**Extracted data entries:**
============

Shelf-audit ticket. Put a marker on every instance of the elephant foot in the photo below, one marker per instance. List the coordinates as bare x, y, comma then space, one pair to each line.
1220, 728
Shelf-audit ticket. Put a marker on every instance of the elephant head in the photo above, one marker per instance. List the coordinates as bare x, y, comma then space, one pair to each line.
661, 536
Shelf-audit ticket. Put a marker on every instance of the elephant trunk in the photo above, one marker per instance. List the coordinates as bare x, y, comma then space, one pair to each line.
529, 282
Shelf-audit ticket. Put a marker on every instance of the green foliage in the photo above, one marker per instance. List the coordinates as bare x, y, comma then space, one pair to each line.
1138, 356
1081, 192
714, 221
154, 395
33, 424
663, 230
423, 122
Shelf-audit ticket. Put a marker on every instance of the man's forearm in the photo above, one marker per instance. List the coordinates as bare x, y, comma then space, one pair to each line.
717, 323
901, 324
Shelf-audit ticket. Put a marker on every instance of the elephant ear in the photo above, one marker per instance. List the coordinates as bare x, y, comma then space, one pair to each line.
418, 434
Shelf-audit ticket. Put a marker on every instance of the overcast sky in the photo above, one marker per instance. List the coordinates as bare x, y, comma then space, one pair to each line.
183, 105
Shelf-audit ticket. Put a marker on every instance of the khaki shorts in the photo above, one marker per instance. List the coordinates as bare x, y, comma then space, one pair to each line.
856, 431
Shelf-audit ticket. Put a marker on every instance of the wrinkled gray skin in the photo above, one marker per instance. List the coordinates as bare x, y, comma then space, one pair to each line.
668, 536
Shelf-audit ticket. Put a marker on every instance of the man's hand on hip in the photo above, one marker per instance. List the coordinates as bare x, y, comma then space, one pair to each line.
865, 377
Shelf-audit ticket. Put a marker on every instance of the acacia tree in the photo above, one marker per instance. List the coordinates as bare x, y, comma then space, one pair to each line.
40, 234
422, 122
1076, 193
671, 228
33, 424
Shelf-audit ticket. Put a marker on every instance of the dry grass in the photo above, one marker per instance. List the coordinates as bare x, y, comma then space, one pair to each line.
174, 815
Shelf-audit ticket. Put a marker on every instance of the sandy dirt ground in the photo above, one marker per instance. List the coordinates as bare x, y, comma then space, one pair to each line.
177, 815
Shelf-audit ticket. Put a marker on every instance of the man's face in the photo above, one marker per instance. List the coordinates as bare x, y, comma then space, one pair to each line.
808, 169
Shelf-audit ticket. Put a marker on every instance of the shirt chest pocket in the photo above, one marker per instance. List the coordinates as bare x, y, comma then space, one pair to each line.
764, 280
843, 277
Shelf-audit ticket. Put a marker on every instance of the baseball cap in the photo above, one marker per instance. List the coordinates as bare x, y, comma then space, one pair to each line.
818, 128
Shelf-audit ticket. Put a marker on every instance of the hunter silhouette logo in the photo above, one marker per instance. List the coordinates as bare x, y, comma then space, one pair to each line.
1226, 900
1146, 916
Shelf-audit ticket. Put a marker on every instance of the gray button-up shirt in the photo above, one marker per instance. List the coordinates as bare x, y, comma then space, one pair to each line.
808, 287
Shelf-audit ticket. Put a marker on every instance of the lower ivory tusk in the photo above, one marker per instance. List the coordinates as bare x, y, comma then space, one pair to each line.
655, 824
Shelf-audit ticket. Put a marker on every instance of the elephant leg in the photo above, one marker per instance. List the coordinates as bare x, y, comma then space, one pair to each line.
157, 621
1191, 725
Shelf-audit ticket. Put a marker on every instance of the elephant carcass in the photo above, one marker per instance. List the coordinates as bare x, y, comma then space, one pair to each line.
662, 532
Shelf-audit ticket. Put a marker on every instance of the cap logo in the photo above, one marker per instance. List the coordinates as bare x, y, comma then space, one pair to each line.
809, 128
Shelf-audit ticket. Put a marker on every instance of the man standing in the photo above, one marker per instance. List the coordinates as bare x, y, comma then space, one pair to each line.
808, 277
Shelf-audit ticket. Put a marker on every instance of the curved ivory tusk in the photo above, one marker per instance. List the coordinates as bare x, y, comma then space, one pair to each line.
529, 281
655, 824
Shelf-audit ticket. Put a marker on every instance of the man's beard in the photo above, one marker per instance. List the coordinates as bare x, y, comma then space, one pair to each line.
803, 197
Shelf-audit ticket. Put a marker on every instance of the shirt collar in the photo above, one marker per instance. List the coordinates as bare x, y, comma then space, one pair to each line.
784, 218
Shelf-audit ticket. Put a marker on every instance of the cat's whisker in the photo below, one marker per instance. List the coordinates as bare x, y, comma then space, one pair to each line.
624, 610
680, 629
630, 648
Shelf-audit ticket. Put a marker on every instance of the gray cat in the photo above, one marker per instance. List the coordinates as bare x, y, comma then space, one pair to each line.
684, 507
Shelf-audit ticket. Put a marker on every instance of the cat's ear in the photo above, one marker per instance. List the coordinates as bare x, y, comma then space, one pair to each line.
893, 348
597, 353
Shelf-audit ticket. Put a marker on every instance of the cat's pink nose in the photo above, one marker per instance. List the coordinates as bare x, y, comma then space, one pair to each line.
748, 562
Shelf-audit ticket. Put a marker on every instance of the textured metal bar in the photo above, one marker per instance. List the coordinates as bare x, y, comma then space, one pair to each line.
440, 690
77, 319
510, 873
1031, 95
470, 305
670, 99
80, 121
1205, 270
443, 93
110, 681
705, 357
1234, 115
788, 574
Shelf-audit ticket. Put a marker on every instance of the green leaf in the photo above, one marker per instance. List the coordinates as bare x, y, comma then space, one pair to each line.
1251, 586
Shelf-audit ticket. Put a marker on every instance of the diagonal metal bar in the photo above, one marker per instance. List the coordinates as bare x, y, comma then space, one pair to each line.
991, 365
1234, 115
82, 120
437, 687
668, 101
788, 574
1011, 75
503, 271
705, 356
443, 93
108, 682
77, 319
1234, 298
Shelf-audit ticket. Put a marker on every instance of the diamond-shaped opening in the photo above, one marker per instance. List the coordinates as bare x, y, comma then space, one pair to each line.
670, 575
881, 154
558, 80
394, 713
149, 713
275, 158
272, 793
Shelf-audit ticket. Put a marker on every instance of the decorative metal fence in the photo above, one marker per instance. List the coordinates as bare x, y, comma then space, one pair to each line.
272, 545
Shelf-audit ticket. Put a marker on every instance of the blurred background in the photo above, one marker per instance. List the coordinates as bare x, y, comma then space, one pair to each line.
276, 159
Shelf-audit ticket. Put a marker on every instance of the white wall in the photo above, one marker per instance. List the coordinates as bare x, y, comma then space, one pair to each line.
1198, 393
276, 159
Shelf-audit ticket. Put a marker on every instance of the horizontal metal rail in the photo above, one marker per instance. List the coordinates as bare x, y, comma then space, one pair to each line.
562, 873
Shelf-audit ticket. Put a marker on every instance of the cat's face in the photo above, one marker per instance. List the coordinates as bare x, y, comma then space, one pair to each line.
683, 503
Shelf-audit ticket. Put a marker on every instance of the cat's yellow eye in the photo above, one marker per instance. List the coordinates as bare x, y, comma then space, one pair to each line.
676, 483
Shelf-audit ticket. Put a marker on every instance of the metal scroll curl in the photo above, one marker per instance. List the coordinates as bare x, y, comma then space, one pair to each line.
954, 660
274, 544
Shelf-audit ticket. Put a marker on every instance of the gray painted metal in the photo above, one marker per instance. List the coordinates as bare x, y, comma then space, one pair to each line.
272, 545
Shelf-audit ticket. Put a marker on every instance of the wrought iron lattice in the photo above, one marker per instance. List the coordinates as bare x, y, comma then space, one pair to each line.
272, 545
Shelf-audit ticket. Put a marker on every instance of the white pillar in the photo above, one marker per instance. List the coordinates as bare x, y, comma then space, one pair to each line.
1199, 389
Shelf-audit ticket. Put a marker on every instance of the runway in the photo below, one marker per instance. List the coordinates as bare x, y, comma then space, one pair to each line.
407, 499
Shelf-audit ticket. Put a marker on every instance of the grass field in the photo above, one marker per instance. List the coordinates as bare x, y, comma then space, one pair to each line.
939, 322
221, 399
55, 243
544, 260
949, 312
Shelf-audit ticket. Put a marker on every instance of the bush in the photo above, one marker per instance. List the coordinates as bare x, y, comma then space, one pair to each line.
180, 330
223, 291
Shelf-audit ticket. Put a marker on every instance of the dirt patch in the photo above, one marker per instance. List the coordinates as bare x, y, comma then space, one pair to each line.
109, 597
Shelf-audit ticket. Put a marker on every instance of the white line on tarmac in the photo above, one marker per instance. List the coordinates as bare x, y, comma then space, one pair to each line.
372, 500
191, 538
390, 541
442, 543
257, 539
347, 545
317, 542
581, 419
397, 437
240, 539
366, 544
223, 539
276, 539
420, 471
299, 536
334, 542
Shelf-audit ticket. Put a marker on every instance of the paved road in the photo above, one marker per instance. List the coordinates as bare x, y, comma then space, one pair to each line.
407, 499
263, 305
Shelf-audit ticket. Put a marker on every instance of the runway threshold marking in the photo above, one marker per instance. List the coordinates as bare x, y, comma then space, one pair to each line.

============

**Task details:**
The required result is an exact repetition of the lines from the one containing "Shelf-audit ticket. Put a marker on every instance of the grass" through the last line of the data.

**Answer to this task:**
Shelf-audit ticket. Put a marker on every instance of the grass field in the photo above, one marker per instance. List the coordinates as bare x, y, comma then space, one pair to each line.
939, 322
221, 399
55, 243
544, 260
949, 312
Shelf-audit ticket. Put a marker on every instance of the bush in the photo above, one marker per instance. List the coordinates as bare x, y, comma then space, one pair to each line.
180, 330
223, 291
Shelf-audit ticket. Put a marker on every instance of the dirt patch in the photo above, one marker per instance. List the coordinates as bare x, y, comma then space, one pair to each line.
109, 597
Shelf-audit ticket. Put a marker on every instance of the white line on tarmac in the photo above, one marker per instance. List the coordinates as bare x, y, comma then space, one pair to each line.
372, 500
191, 538
390, 541
442, 543
257, 539
347, 545
317, 542
581, 419
397, 437
240, 539
366, 544
223, 539
276, 539
420, 471
299, 536
334, 542
Shelf-audit ticket. Put a marker on every instance of the paved road in the photo above, one marker per instance. List the coordinates as bare x, y, comma then space, one pair to each line.
407, 499
263, 305
Shelf-audit ticket. Put a marker on every instance of the runway threshold marking in the photo above, one marker per instance. List the coordinates as bare x, y, comma then space, one pair to each line.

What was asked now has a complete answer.